Print all of the rows below word for word, leaving out the pictures.

Input for this task:
--

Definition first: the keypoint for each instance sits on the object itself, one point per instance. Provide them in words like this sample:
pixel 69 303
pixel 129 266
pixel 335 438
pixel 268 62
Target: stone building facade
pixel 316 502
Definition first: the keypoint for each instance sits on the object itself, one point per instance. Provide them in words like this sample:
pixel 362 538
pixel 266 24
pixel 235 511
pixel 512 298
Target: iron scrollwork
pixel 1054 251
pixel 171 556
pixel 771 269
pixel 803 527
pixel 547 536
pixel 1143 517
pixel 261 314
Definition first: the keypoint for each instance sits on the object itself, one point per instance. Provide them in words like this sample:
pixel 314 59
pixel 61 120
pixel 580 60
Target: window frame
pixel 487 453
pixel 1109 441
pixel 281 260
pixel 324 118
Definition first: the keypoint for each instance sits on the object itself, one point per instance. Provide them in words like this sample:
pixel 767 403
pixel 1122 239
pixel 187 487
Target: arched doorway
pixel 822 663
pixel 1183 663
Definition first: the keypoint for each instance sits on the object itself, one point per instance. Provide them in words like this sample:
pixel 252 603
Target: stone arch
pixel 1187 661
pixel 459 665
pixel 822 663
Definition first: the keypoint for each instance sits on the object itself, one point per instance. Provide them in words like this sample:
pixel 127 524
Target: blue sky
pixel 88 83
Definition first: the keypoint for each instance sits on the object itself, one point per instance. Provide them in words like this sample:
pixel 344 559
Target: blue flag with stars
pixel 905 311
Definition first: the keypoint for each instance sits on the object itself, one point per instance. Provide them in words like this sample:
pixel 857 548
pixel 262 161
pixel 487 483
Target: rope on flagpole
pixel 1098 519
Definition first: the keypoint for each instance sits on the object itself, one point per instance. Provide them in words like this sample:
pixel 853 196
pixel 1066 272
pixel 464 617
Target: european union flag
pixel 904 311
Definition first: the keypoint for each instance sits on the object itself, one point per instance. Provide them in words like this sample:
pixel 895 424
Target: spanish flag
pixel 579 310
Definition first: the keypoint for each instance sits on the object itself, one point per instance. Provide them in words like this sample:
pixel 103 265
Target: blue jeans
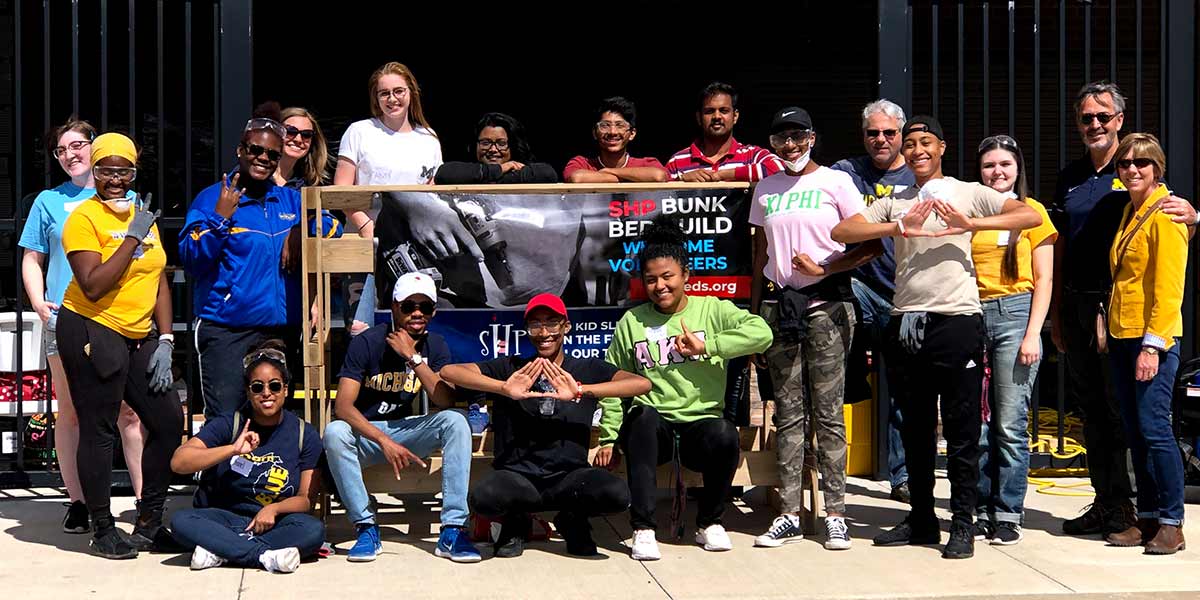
pixel 1146 412
pixel 225 534
pixel 1005 441
pixel 348 453
pixel 876 313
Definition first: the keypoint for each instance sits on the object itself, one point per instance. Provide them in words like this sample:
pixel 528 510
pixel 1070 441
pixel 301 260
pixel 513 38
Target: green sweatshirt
pixel 684 390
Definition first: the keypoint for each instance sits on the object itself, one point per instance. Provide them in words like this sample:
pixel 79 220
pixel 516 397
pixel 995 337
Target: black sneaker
pixel 1007 534
pixel 983 529
pixel 109 543
pixel 77 519
pixel 961 544
pixel 1090 522
pixel 576 532
pixel 906 534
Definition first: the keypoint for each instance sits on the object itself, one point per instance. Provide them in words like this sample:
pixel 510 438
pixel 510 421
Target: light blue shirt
pixel 43 233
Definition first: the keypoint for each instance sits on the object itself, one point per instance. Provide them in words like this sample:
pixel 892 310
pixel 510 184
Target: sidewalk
pixel 39 562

--

Answer for this exercise:
Definition first: the keypoint for each instance sits on the object itself, one point per instance. Provide them in words like this sample:
pixel 69 303
pixel 129 266
pixel 335 438
pixel 268 62
Target: stone building facade
pixel 316 502
Definition first: the keypoint for each instance sits on the object itself, one point per instance. Provide them in words like this sample:
pixel 362 538
pixel 266 24
pixel 235 511
pixel 512 298
Target: iron scrollwork
pixel 1054 251
pixel 171 556
pixel 771 269
pixel 803 527
pixel 547 536
pixel 1143 517
pixel 261 314
Definition first: the keypoint for each instance sits on the object itself, one point per instance. Provide them in words like this sample:
pixel 314 59
pixel 61 120
pixel 580 60
Target: window frame
pixel 487 453
pixel 1109 441
pixel 281 260
pixel 324 118
Definition first: the keypoint for each instance sits on the object itself, one point per instance. Provide them in words like this sample:
pixel 767 403
pixel 1122 239
pixel 187 487
Target: arched doorway
pixel 822 663
pixel 1183 663
Definition first: the keypoint for each instance sits on the object itself, one point per instance. Provide them in words like this sample:
pixel 252 603
Target: stone arch
pixel 1187 661
pixel 459 665
pixel 822 663
Definition first: the keypoint for each instance sits on the object itself, one point per instance. Provide them in words like this sample:
pixel 127 524
Target: blue sky
pixel 88 83
Definition first: the keypoint for each instance sits on the object itself, one point per instance. Provide them in words like this sample:
pixel 344 559
Target: blue flag with stars
pixel 905 311
Definition first: the keypoint for each instance sits on the object itself, one point per instance. Provide them in words like this sample:
pixel 857 548
pixel 262 161
pixel 487 483
Target: rope on flagpole
pixel 1098 519
Definition first: the keypoint for each instance sits on the object itself, one point per instance. Provide them in words like this sample:
pixel 853 196
pixel 1066 272
pixel 464 617
Target: european union flag
pixel 904 311
Definition first: the keypoint for each instance sits on the object itself, one point per instance. Provide them in words like this sample:
pixel 895 424
Target: spanish flag
pixel 579 310
Definition first: the keypoint for each instance sits on the object itself, one point per instance. Provide them in words like this sample:
pixel 103 265
Target: blue jeans
pixel 1146 412
pixel 225 534
pixel 1005 441
pixel 348 453
pixel 876 313
Definition first: the keypoint for each instance sits on the object itself, one point per instance. Provide them in words like this sample:
pixel 528 510
pixel 1070 441
pixel 301 260
pixel 513 38
Target: green sweatshirt
pixel 684 390
Definition first: the keypoint for each instance sits on the object itself, one point per instance. Provide them in words like this sample:
pixel 79 220
pixel 516 397
pixel 995 337
Target: black sneaker
pixel 1007 534
pixel 983 529
pixel 109 543
pixel 77 519
pixel 961 544
pixel 1090 522
pixel 576 532
pixel 906 534
Definition first: the keypoint for each instance sits on the object itself, one point per instance. Provide them in words like this sample:
pixel 510 438
pixel 510 421
Target: light blue shirt
pixel 43 233
Definition first: the keypoint for each instance sits on the object itself, one point per instance. Provide them in words like this sample:
pixel 892 310
pixel 510 184
Target: sidewalk
pixel 39 562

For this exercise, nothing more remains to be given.